# SUPPLIED MATERIAL:
------
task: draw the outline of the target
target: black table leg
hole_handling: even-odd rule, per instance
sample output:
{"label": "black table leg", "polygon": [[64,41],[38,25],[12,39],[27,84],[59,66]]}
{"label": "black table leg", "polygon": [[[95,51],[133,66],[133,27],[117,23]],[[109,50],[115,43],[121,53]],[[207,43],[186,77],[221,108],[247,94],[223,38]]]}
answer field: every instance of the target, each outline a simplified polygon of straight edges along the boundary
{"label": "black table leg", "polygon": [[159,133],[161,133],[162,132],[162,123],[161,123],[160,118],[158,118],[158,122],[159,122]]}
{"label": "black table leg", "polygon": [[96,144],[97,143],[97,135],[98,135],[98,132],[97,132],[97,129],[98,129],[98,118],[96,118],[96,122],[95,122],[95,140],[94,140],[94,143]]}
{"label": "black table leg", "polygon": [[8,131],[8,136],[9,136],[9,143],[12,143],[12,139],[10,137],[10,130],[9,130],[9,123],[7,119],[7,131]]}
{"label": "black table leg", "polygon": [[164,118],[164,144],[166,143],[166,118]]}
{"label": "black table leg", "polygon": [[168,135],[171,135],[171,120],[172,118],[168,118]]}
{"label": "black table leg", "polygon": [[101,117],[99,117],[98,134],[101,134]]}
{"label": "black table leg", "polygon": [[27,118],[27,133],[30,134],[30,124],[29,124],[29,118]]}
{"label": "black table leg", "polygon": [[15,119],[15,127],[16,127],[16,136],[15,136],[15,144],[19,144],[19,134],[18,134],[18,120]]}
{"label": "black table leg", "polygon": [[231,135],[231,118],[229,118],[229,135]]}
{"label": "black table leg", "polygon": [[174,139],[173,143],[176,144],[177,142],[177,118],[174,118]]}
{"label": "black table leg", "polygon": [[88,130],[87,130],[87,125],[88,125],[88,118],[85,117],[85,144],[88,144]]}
------
Rewrite each line of the records above as a numbered list, leaving out any blank lines.

1. task: draw the outline of the target
2. target: black table leg
3. hole_handling: even-odd rule, per instance
4. sample output:
5. {"label": "black table leg", "polygon": [[64,41],[38,25],[12,39],[27,84],[59,66]]}
6. {"label": "black table leg", "polygon": [[[95,51],[133,66],[133,27],[117,23]],[[109,50],[115,43],[121,53]],[[207,43],[186,77],[221,108],[247,94],[223,38]]]}
7. answer field: every instance of the target, each outline a simplified polygon of straight edges along the boundary
8. {"label": "black table leg", "polygon": [[159,133],[161,133],[162,132],[162,123],[161,123],[160,118],[158,118],[158,122],[159,122]]}
9. {"label": "black table leg", "polygon": [[96,144],[97,143],[97,135],[98,135],[98,132],[97,132],[97,129],[98,129],[98,118],[96,118],[96,122],[95,122],[95,140],[94,140],[94,143]]}
10. {"label": "black table leg", "polygon": [[8,131],[8,136],[9,136],[9,143],[12,143],[12,139],[10,137],[10,130],[9,130],[9,123],[7,119],[7,131]]}
11. {"label": "black table leg", "polygon": [[164,118],[164,144],[166,143],[166,118]]}
12. {"label": "black table leg", "polygon": [[168,135],[171,135],[171,120],[172,118],[168,118]]}
13. {"label": "black table leg", "polygon": [[101,117],[99,117],[98,134],[101,134]]}
14. {"label": "black table leg", "polygon": [[27,118],[27,133],[30,134],[30,124],[29,124],[29,118]]}
15. {"label": "black table leg", "polygon": [[15,119],[15,127],[16,127],[16,136],[15,136],[15,144],[19,144],[19,134],[18,134],[18,120]]}
16. {"label": "black table leg", "polygon": [[231,135],[231,118],[229,118],[229,135]]}
17. {"label": "black table leg", "polygon": [[174,139],[173,143],[176,144],[177,142],[177,118],[174,118]]}
18. {"label": "black table leg", "polygon": [[88,130],[87,130],[87,125],[88,125],[88,118],[85,117],[85,144],[88,144]]}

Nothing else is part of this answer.